--- DATA FOR PROCESSING ---

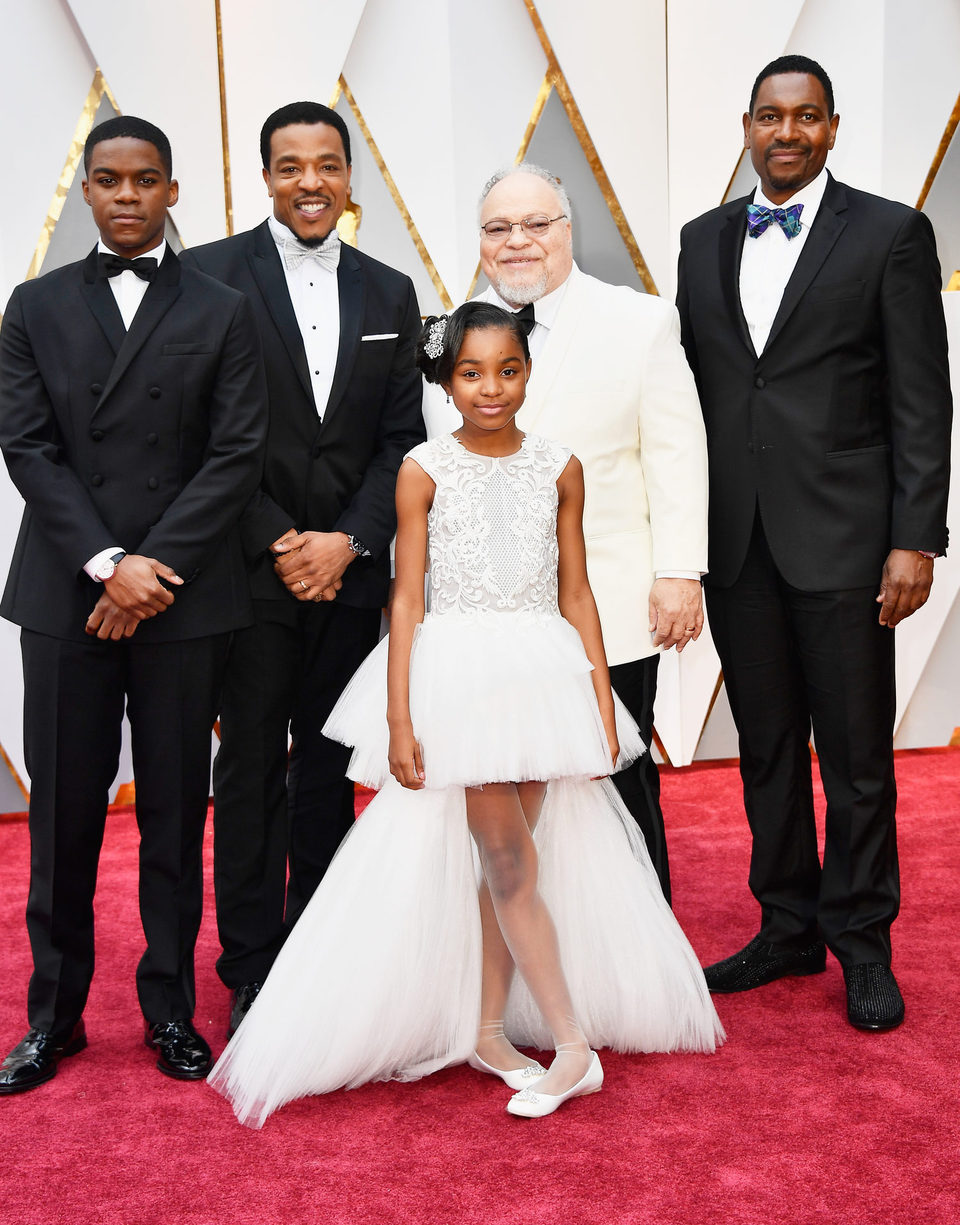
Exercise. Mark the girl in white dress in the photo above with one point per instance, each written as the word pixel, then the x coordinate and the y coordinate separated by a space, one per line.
pixel 497 844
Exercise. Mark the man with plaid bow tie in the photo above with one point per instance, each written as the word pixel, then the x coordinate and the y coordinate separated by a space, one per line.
pixel 812 320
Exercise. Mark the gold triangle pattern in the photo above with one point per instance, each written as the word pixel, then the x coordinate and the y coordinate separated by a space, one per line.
pixel 343 88
pixel 67 174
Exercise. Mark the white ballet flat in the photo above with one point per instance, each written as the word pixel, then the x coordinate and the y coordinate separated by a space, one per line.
pixel 514 1078
pixel 530 1104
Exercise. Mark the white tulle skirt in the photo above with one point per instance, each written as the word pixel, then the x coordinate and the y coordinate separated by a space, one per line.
pixel 380 979
pixel 494 698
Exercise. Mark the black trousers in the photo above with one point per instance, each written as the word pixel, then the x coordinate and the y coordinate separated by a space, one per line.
pixel 285 671
pixel 639 784
pixel 75 693
pixel 797 659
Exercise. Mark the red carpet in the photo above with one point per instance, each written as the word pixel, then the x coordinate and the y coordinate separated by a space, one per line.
pixel 797 1120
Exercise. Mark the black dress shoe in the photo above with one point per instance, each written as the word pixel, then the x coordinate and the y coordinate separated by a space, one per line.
pixel 873 998
pixel 243 998
pixel 183 1052
pixel 34 1060
pixel 761 963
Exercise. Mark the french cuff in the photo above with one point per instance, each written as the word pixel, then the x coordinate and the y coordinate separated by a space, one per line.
pixel 94 564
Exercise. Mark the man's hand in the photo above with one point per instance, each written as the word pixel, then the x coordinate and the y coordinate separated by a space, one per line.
pixel 311 564
pixel 108 621
pixel 135 587
pixel 905 584
pixel 676 611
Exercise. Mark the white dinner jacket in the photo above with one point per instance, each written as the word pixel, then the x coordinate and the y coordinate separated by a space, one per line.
pixel 612 384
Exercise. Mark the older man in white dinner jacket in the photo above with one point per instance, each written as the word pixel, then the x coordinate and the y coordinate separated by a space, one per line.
pixel 609 380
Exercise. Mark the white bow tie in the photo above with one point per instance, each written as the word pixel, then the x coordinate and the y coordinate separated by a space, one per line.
pixel 327 255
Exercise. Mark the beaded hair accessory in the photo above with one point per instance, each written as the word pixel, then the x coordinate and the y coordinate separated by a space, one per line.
pixel 434 346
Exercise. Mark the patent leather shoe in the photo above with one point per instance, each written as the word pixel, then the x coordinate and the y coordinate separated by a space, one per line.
pixel 183 1052
pixel 873 998
pixel 762 962
pixel 34 1059
pixel 243 998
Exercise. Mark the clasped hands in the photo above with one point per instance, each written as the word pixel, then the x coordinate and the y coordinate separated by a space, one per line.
pixel 676 611
pixel 131 595
pixel 310 564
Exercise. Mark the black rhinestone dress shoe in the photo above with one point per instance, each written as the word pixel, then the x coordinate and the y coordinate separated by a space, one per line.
pixel 761 963
pixel 34 1060
pixel 244 997
pixel 873 998
pixel 183 1052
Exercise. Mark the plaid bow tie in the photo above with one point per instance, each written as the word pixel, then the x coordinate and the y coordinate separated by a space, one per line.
pixel 326 255
pixel 758 218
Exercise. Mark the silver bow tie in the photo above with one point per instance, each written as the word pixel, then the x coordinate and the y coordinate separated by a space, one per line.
pixel 327 255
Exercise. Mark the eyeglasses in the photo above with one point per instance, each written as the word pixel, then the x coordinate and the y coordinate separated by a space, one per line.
pixel 533 227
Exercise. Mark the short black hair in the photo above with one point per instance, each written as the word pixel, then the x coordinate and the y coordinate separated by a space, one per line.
pixel 469 317
pixel 134 128
pixel 301 113
pixel 795 64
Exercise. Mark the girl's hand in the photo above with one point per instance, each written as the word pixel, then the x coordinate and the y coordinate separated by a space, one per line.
pixel 405 758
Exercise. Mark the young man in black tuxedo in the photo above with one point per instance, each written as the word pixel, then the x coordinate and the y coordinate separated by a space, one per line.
pixel 811 314
pixel 132 417
pixel 338 332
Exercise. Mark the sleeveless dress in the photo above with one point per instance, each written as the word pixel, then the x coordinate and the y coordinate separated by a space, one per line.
pixel 380 979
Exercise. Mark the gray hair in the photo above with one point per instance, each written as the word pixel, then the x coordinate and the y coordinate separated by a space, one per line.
pixel 524 168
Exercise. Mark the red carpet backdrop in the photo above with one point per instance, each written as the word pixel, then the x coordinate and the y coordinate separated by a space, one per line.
pixel 798 1120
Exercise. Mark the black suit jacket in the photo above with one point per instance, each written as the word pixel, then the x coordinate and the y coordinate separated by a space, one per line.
pixel 840 430
pixel 150 439
pixel 339 474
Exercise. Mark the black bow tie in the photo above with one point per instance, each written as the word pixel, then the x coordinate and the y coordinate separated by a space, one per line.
pixel 109 265
pixel 527 317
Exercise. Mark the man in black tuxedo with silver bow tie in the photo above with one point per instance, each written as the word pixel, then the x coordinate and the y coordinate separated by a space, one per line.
pixel 132 418
pixel 812 319
pixel 338 331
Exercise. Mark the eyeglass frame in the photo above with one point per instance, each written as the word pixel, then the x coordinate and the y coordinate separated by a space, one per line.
pixel 522 222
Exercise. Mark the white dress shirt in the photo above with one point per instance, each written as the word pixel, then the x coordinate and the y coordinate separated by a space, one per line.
pixel 129 290
pixel 768 261
pixel 315 295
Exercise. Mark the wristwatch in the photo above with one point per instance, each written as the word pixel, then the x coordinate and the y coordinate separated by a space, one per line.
pixel 107 569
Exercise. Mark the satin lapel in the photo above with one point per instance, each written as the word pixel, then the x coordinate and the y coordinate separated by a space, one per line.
pixel 158 299
pixel 547 369
pixel 268 275
pixel 99 298
pixel 827 228
pixel 730 251
pixel 350 288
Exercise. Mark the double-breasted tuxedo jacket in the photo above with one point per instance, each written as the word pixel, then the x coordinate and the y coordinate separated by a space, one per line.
pixel 148 439
pixel 825 451
pixel 336 474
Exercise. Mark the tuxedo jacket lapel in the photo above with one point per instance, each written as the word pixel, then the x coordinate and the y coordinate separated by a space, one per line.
pixel 268 275
pixel 828 226
pixel 161 294
pixel 730 249
pixel 352 293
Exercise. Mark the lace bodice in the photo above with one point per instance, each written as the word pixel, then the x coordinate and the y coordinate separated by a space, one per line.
pixel 492 527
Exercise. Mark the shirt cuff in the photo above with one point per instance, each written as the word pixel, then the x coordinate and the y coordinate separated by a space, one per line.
pixel 94 564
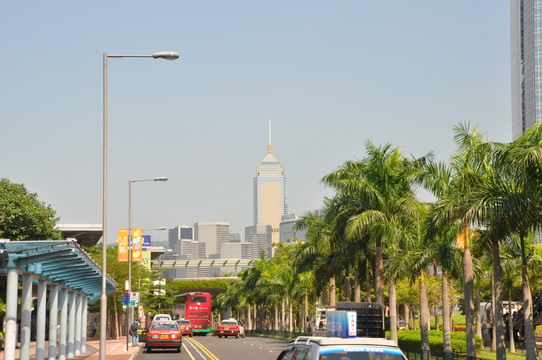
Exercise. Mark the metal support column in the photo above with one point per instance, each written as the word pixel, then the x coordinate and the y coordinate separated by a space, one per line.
pixel 84 324
pixel 78 316
pixel 71 324
pixel 53 321
pixel 63 325
pixel 11 314
pixel 26 316
pixel 41 320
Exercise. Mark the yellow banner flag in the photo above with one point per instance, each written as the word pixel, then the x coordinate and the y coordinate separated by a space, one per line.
pixel 122 242
pixel 137 242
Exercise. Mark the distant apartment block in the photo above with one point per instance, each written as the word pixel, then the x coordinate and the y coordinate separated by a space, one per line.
pixel 288 231
pixel 212 234
pixel 235 237
pixel 260 236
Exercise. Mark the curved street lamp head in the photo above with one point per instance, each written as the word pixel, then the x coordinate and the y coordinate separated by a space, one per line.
pixel 168 55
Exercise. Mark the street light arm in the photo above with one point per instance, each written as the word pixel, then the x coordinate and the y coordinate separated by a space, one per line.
pixel 160 178
pixel 167 55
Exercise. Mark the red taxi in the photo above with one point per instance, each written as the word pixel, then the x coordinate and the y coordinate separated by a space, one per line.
pixel 164 335
pixel 185 326
pixel 230 327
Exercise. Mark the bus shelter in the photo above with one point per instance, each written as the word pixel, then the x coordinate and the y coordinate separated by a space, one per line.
pixel 63 279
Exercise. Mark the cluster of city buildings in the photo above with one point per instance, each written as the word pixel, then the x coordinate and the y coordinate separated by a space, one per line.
pixel 214 240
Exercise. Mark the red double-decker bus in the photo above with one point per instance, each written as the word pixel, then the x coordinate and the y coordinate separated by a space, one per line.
pixel 198 311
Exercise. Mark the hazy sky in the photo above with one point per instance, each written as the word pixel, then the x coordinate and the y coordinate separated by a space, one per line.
pixel 329 74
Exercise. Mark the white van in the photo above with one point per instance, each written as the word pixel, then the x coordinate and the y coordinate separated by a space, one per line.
pixel 162 317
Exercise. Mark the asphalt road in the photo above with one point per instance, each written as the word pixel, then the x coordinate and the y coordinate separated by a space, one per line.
pixel 213 348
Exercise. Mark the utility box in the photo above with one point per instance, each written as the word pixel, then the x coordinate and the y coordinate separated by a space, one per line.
pixel 370 318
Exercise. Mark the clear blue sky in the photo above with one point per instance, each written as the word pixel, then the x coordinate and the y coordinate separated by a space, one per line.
pixel 330 75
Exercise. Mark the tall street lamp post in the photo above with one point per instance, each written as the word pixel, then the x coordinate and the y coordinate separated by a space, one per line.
pixel 129 313
pixel 168 55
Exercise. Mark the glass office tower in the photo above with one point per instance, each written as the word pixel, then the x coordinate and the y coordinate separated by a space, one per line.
pixel 526 63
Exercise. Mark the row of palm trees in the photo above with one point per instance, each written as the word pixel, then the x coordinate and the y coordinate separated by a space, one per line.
pixel 376 231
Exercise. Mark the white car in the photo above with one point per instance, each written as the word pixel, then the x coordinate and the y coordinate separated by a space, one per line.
pixel 162 317
pixel 230 327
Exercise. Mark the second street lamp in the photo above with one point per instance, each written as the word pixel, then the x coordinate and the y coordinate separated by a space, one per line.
pixel 129 314
pixel 168 55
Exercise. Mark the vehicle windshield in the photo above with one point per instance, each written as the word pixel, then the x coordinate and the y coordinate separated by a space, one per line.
pixel 164 326
pixel 227 322
pixel 360 354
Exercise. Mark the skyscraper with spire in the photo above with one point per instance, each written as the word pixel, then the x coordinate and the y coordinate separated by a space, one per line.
pixel 270 191
pixel 526 60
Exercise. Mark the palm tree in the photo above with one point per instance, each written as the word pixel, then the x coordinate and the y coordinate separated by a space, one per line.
pixel 380 187
pixel 521 202
pixel 452 186
pixel 316 254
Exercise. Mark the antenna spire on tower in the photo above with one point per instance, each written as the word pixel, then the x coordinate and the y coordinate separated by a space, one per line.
pixel 269 144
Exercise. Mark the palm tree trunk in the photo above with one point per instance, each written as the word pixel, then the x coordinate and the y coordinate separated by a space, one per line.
pixel 332 290
pixel 347 288
pixel 446 332
pixel 357 287
pixel 424 317
pixel 290 317
pixel 305 321
pixel 493 327
pixel 276 316
pixel 530 343
pixel 498 323
pixel 367 281
pixel 379 277
pixel 283 315
pixel 511 323
pixel 478 330
pixel 116 324
pixel 407 316
pixel 468 280
pixel 393 310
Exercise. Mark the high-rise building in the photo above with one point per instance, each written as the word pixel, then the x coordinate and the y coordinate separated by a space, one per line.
pixel 260 236
pixel 288 230
pixel 212 234
pixel 270 191
pixel 526 63
pixel 184 247
pixel 235 237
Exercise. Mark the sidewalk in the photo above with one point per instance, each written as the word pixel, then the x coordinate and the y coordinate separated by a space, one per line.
pixel 115 350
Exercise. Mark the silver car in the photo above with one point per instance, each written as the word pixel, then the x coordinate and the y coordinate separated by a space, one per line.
pixel 332 348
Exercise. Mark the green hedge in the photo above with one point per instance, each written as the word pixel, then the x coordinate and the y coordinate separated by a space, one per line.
pixel 413 339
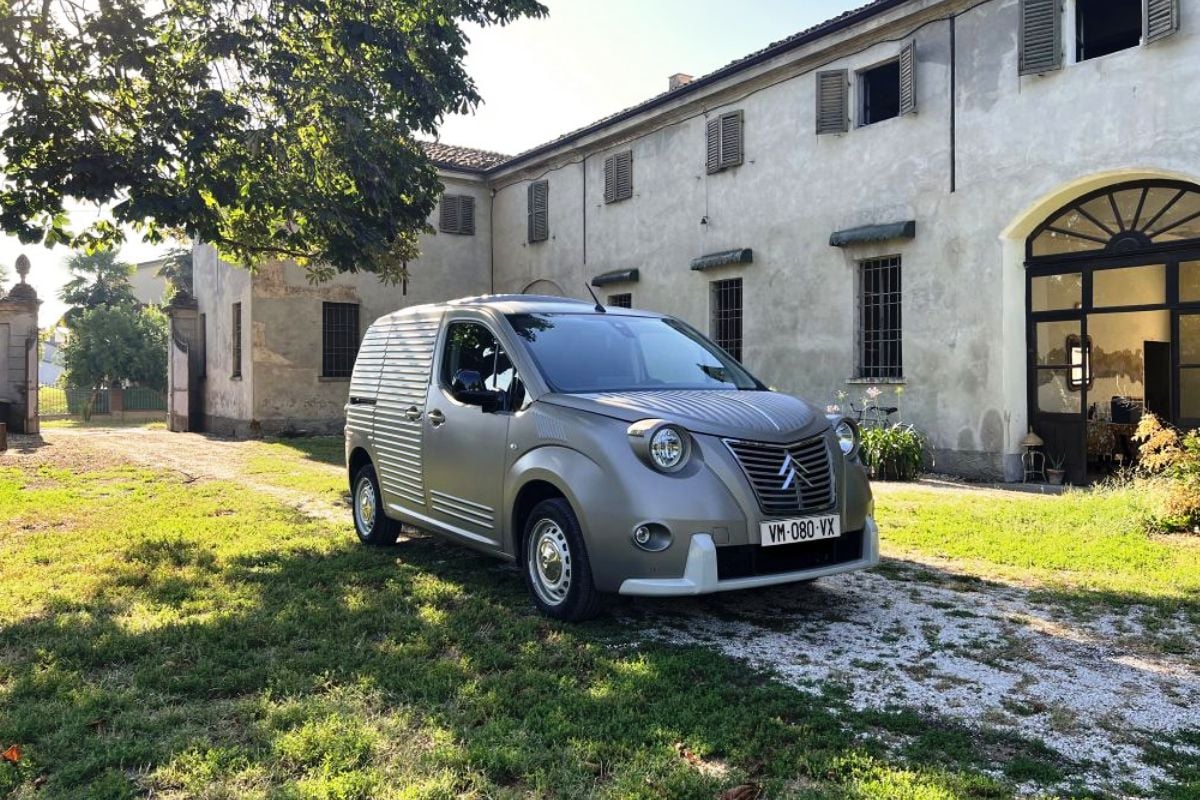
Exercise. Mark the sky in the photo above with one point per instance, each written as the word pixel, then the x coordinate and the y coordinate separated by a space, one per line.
pixel 541 78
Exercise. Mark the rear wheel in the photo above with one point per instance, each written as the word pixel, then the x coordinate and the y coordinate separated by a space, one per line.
pixel 557 570
pixel 370 522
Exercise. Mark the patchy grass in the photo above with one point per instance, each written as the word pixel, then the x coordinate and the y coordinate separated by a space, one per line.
pixel 166 637
pixel 1089 545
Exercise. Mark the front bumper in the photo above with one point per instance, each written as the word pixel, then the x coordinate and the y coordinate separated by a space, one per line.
pixel 700 575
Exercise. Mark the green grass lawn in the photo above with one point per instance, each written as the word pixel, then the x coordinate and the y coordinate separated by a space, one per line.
pixel 189 638
pixel 1084 547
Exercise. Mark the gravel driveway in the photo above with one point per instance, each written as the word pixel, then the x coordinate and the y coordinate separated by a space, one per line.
pixel 915 636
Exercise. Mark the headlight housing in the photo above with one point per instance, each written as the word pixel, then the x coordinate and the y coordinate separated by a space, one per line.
pixel 661 445
pixel 846 431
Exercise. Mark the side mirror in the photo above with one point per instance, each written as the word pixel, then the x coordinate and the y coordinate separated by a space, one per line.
pixel 468 388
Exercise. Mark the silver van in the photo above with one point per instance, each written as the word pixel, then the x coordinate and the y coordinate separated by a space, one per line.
pixel 604 450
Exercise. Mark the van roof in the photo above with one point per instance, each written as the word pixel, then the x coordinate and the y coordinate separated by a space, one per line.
pixel 517 304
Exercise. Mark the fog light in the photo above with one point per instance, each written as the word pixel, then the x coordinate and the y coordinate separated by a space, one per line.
pixel 652 536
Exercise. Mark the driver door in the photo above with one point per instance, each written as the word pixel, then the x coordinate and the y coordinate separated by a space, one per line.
pixel 466 444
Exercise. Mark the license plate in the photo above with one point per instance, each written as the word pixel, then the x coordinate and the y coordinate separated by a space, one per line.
pixel 801 529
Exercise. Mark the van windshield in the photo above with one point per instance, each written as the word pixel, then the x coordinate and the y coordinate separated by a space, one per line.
pixel 605 353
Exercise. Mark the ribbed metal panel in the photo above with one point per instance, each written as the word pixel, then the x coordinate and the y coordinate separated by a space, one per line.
pixel 809 491
pixel 403 386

--- PROBLEM REQUIREMENTS ---
Lay out everything in the material from the line containing "Exercise. Mark the white car" down to the line containing "pixel 269 144", both ends included, as a numbered list with blank lines omitted.

--- THE RESULT ---
1. Exercise. Mark the white car in the photo above with one point per instance, each written as the word pixel, then the x coordinate and the y coordinate separated by a space, one per line.
2. pixel 162 317
3. pixel 230 327
4. Exercise. Mark the second street lamp in the photo above with one point per instance, each written as the word pixel, then the x coordinate and the y coordinate separated by a space, one per line.
5. pixel 129 314
6. pixel 168 55
7. Exercise. Mark the vehicle windshield in the photo above with one point per instance, each written as the word pixel, then the x coordinate and the y coordinate separated by a space, one per line.
8. pixel 164 326
9. pixel 227 322
10. pixel 360 354
11. Exercise. Mark the skyscraper with spire in the photo above with one point per instance, each written as the word pixel, then the x coordinate and the y coordinate separated by a space, one per line.
12. pixel 270 191
13. pixel 526 60
14. Exercise. Mark the palm tree in the photo above with one point per instance, each written as the word pixel, then the x coordinate and the y coordinate separated by a space, one per line.
15. pixel 380 187
16. pixel 521 202
17. pixel 452 186
18. pixel 316 254
19. Exercise. Mark the antenna spire on tower in the photo above with one point per instance, each written as the word pixel, then the x coordinate and the y coordinate separated by a space, one per line.
20. pixel 269 144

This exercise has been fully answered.